"""

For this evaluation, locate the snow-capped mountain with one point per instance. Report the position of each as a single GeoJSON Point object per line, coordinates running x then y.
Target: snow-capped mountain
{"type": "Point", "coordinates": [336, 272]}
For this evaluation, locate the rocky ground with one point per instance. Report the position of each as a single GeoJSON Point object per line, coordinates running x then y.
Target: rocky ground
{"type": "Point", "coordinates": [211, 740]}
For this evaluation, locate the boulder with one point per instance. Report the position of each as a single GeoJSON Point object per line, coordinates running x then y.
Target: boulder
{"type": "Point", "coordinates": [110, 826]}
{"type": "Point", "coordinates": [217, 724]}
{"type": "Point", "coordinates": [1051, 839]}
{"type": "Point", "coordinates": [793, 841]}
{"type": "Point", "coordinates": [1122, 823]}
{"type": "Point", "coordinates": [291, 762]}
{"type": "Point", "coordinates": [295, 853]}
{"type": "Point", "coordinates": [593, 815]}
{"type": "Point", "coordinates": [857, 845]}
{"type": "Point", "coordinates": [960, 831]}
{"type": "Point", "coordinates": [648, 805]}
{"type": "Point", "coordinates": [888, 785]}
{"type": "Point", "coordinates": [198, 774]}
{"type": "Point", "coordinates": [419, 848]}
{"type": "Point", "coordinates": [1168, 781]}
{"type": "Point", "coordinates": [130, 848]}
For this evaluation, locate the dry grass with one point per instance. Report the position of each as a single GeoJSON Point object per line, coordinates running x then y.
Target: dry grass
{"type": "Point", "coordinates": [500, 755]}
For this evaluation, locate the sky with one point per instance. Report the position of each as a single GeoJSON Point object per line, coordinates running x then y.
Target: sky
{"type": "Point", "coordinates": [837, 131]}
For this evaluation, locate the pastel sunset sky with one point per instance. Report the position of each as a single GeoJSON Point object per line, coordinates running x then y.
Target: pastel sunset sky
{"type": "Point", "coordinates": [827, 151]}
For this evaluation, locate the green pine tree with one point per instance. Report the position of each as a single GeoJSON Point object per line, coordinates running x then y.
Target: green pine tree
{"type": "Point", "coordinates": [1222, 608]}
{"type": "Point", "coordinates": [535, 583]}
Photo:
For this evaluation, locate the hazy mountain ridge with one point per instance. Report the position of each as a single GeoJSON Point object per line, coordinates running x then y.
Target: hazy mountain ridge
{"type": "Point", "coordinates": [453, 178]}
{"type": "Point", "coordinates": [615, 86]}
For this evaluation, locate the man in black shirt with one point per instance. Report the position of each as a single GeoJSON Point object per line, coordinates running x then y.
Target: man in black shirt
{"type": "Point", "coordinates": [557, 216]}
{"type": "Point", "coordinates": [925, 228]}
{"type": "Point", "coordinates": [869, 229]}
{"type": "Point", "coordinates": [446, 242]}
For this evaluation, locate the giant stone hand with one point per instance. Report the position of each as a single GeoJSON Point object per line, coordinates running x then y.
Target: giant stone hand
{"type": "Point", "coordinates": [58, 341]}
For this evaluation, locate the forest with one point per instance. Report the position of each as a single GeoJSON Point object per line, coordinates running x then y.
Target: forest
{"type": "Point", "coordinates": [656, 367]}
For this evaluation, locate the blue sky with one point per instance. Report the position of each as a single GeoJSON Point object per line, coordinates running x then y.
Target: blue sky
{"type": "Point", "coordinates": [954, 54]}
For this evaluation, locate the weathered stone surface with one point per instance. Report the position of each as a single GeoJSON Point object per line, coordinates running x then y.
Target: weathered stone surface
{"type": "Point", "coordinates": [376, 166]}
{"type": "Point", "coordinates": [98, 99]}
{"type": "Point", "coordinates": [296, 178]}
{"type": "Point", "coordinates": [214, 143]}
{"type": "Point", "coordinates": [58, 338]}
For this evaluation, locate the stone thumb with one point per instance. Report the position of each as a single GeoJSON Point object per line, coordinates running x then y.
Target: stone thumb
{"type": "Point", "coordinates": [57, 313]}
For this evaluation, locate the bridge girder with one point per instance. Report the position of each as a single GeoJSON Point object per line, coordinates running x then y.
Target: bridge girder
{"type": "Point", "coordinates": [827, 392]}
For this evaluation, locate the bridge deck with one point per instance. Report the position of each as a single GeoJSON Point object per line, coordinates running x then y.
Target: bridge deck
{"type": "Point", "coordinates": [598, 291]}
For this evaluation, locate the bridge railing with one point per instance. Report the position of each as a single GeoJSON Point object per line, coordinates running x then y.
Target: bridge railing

"""

__STATED GOAL__. Extract each line of the listing above, copying it word for word.

__RESPONSE TO THIS TASK__.
For this evaluation, locate the snow-capped mountain with one point per instance. Report the position of each as a single GeoJSON Point object per line, coordinates running x then y.
Target: snow-capped mountain
{"type": "Point", "coordinates": [336, 272]}
For this evaluation, locate the rocky ground with one point per instance. Report the position of each as a single GeoJSON Point object per line, coordinates running x then y.
Target: rocky ground
{"type": "Point", "coordinates": [211, 740]}
For this evaluation, locate the boulder with one point per instance. Report the position of each as a single GeoJSON Point object per line, coordinates running x then y.
Target: boulder
{"type": "Point", "coordinates": [110, 826]}
{"type": "Point", "coordinates": [217, 724]}
{"type": "Point", "coordinates": [1051, 839]}
{"type": "Point", "coordinates": [793, 841]}
{"type": "Point", "coordinates": [1122, 823]}
{"type": "Point", "coordinates": [291, 762]}
{"type": "Point", "coordinates": [295, 853]}
{"type": "Point", "coordinates": [593, 815]}
{"type": "Point", "coordinates": [857, 845]}
{"type": "Point", "coordinates": [960, 831]}
{"type": "Point", "coordinates": [648, 805]}
{"type": "Point", "coordinates": [888, 785]}
{"type": "Point", "coordinates": [198, 774]}
{"type": "Point", "coordinates": [419, 848]}
{"type": "Point", "coordinates": [1168, 781]}
{"type": "Point", "coordinates": [130, 848]}
For this evaluation, locate the dry grass with one point per instance. Report the position of each as a single GeoJSON Point object per line, coordinates running x then y.
Target: dry grass
{"type": "Point", "coordinates": [500, 755]}
For this evaluation, locate the sky with one point per instance. Report the position of each as a single GeoJSON Point object per line, coordinates running x then y.
Target: sky
{"type": "Point", "coordinates": [837, 131]}
For this evaluation, locate the pastel sunset sky with one point per instance. Report the position of each as a single GeoJSON Point object per line, coordinates running x then y.
Target: pastel sunset sky
{"type": "Point", "coordinates": [827, 151]}
For this evaluation, locate the green pine tree with one point per instance. Report the position of each as a single GeoJSON Point object per line, coordinates running x then y.
Target: green pine tree
{"type": "Point", "coordinates": [1222, 608]}
{"type": "Point", "coordinates": [535, 583]}
Photo:
For this evaluation, locate the hazy mountain ridge with one point per instance. Report the position of each as a single GeoJSON Point object per line, coordinates running x then y.
Target: hazy mountain ridge
{"type": "Point", "coordinates": [453, 178]}
{"type": "Point", "coordinates": [615, 86]}
For this evaluation, locate the man in black shirt with one point per instance. Report the position of each as a single GeoJSON Point object per line, coordinates running x then y.
Target: man in black shirt
{"type": "Point", "coordinates": [557, 216]}
{"type": "Point", "coordinates": [925, 228]}
{"type": "Point", "coordinates": [869, 229]}
{"type": "Point", "coordinates": [446, 242]}
For this evaluation, locate the giant stone hand with one point per instance. Report the position of each as a single GeoJSON Point object per line, coordinates running x then y.
Target: giant stone hand
{"type": "Point", "coordinates": [58, 341]}
For this evaluation, locate the forest with one point per instance. Report the position of each as a single GeoJSON Point object per line, coordinates running x then y.
Target: forest
{"type": "Point", "coordinates": [656, 367]}
For this evaluation, locate the blue sky with one point per instance. Report the position of each as a single GeoJSON Point object per line, coordinates running x then y.
Target: blue sky
{"type": "Point", "coordinates": [954, 54]}
For this evaluation, locate the weathered stone surface with one point per instance. Report the position of each as a single GeoJSON Point object per line, coordinates running x then y.
Target: weathered stone surface
{"type": "Point", "coordinates": [376, 166]}
{"type": "Point", "coordinates": [98, 99]}
{"type": "Point", "coordinates": [296, 178]}
{"type": "Point", "coordinates": [214, 143]}
{"type": "Point", "coordinates": [58, 338]}
For this evaluation, locate the stone thumb with one point per instance. Report the position of each as a single GeoJSON Point object per line, coordinates running x then y.
Target: stone thumb
{"type": "Point", "coordinates": [57, 313]}
For this evaluation, locate the bridge girder with one point per instance. Report the position of each as a single GeoJSON Point object per line, coordinates running x then y.
Target: bridge girder
{"type": "Point", "coordinates": [827, 392]}
For this evaluation, locate the bridge deck with one point per instance. Report the position of each as a single GeoJSON Point object per line, coordinates running x then y.
Target: bridge deck
{"type": "Point", "coordinates": [598, 291]}
For this evaluation, locate the bridge railing with one point per instance. Report the position of each as a single GeoJSON Point object per line, coordinates running x then y.
Target: bridge railing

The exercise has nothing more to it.